-- START Given entries --

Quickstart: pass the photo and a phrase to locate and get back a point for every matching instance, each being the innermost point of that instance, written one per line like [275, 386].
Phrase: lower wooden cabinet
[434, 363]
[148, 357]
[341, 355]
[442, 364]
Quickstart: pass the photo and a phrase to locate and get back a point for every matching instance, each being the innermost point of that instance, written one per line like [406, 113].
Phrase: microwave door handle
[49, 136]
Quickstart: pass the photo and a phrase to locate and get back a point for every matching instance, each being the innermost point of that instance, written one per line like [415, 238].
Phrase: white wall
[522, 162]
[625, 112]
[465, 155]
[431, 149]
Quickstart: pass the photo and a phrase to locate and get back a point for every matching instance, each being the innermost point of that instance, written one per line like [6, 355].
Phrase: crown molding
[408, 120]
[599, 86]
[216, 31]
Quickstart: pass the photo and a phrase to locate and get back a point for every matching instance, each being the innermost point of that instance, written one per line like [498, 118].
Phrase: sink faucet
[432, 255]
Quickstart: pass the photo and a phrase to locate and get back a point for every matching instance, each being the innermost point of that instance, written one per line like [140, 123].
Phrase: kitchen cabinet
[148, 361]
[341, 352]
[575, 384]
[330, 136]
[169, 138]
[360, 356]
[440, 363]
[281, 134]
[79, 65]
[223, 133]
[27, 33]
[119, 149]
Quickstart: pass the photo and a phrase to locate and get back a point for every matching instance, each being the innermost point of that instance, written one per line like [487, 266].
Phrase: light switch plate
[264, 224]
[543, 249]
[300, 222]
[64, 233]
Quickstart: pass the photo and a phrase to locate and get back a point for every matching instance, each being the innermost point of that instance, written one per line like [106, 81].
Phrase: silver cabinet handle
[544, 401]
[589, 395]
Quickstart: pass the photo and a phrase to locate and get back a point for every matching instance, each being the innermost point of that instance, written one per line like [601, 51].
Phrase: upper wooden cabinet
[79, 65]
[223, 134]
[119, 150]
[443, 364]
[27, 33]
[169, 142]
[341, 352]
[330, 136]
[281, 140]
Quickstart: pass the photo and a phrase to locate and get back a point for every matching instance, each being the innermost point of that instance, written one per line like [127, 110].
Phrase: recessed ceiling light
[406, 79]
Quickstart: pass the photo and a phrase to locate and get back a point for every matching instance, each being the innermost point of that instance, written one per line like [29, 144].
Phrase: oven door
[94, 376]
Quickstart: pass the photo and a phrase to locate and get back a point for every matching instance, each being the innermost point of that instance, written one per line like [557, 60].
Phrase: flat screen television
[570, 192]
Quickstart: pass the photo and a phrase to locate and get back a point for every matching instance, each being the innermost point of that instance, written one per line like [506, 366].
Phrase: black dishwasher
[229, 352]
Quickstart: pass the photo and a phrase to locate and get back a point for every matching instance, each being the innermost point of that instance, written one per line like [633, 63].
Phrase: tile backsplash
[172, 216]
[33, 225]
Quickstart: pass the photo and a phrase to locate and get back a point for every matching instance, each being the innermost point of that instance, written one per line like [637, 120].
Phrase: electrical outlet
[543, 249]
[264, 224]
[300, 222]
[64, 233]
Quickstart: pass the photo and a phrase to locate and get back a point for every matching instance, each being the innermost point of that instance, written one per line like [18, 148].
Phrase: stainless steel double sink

-- END Given entries --

> _Your goal_
Transcribe the material exactly as it reads.

> _In response_
Quickstart: pass the photo and a phrase to locate and get back a point for every matching instance, each being the innermost point of that instance, written one per line like [275, 386].
Phrase: lower wooden cabinet
[434, 363]
[148, 357]
[341, 355]
[442, 364]
Quickstart: pass the photo and a phrase to locate and get back a point for every matching instance, each being the innermost point of that instance, written one per line like [406, 113].
Phrase: microwave door handle
[49, 136]
Quickstart: pass the photo and a phrase to locate and get back a point for every matching instance, each being the innermost point of that instance, written one per line like [415, 238].
Phrase: white wall
[522, 162]
[625, 112]
[465, 155]
[431, 149]
Quickstart: pass the photo and a phrase to locate and get back a point for every matching instance, each being the innermost point of that instance, written one per line like [6, 355].
Phrase: crown molding
[408, 120]
[599, 86]
[216, 31]
Quickstart: pass the photo and a phrase to locate and get back a point for every matching instance, each being the innermost point of that instance, written one per line like [498, 118].
Phrase: sink faucet
[432, 255]
Quickstart: pass the photo and a phrase to locate and get back a point for every matching instance, each being the innermost point of that instance, written one per line like [140, 123].
Phrase: kitchen cabinet
[148, 361]
[341, 352]
[575, 384]
[330, 136]
[169, 138]
[360, 356]
[440, 363]
[281, 134]
[79, 65]
[223, 133]
[27, 33]
[119, 149]
Quickstart: pass the photo and a phrase to locate and get back a point for every matching instance, each being the innermost point of that instance, written one per line like [487, 266].
Phrase: light switch plate
[264, 224]
[543, 249]
[300, 222]
[64, 233]
Quickstart: pass the photo and a phrase to locate and get back a point for every matching instance, each being the innermost point of that instance, written one per line like [106, 81].
Phrase: silver cabinet handle
[544, 401]
[589, 395]
Quickstart: pass the photo and a phrase to locate and get back a point for every matching instance, each being the innermost point of that instance, written one per line like [601, 51].
Phrase: upper wooden cabinet
[79, 65]
[223, 134]
[119, 150]
[443, 364]
[27, 33]
[169, 142]
[341, 352]
[330, 136]
[281, 140]
Quickstart: pass the photo and a phrase to locate and get back a point for every matching instance, each being the innermost point of that instance, written one per line like [127, 110].
Phrase: recessed ceiling light
[406, 79]
Quickstart: pass the photo and a phrase to locate and get back a point for every matching instance, each being the innermost point of that instance, written one per line like [29, 144].
Phrase: oven door
[94, 376]
Quickstart: pass the photo and a phrase to locate and get back a point for every matching instance, each being the innermost point of that instance, written one per line like [557, 60].
Phrase: flat screen television
[570, 192]
Quickstart: pass the photo and a phrase to locate and get back a point for every matching instance, each being the innermost point of that instance, written one per line like [506, 366].
Phrase: black dishwasher
[229, 352]
Quickstart: pass the photo and a phrase to locate and get back a point for every matching instance, each being the innermost point of that instance, written one per line like [633, 63].
Phrase: tile backsplash
[172, 216]
[33, 225]
Quickstart: pass the photo and a phrase to locate and get back a point for every matching instance, each being the innermost point of that instance, written one per line like [637, 120].
Phrase: electrical outlet
[543, 249]
[264, 224]
[300, 222]
[64, 233]
Quickstart: pass the photo and a phrase to locate and get back a point for every matching instance, each being the innermost point of that instance, written one per line like [18, 148].
Phrase: stainless steel double sink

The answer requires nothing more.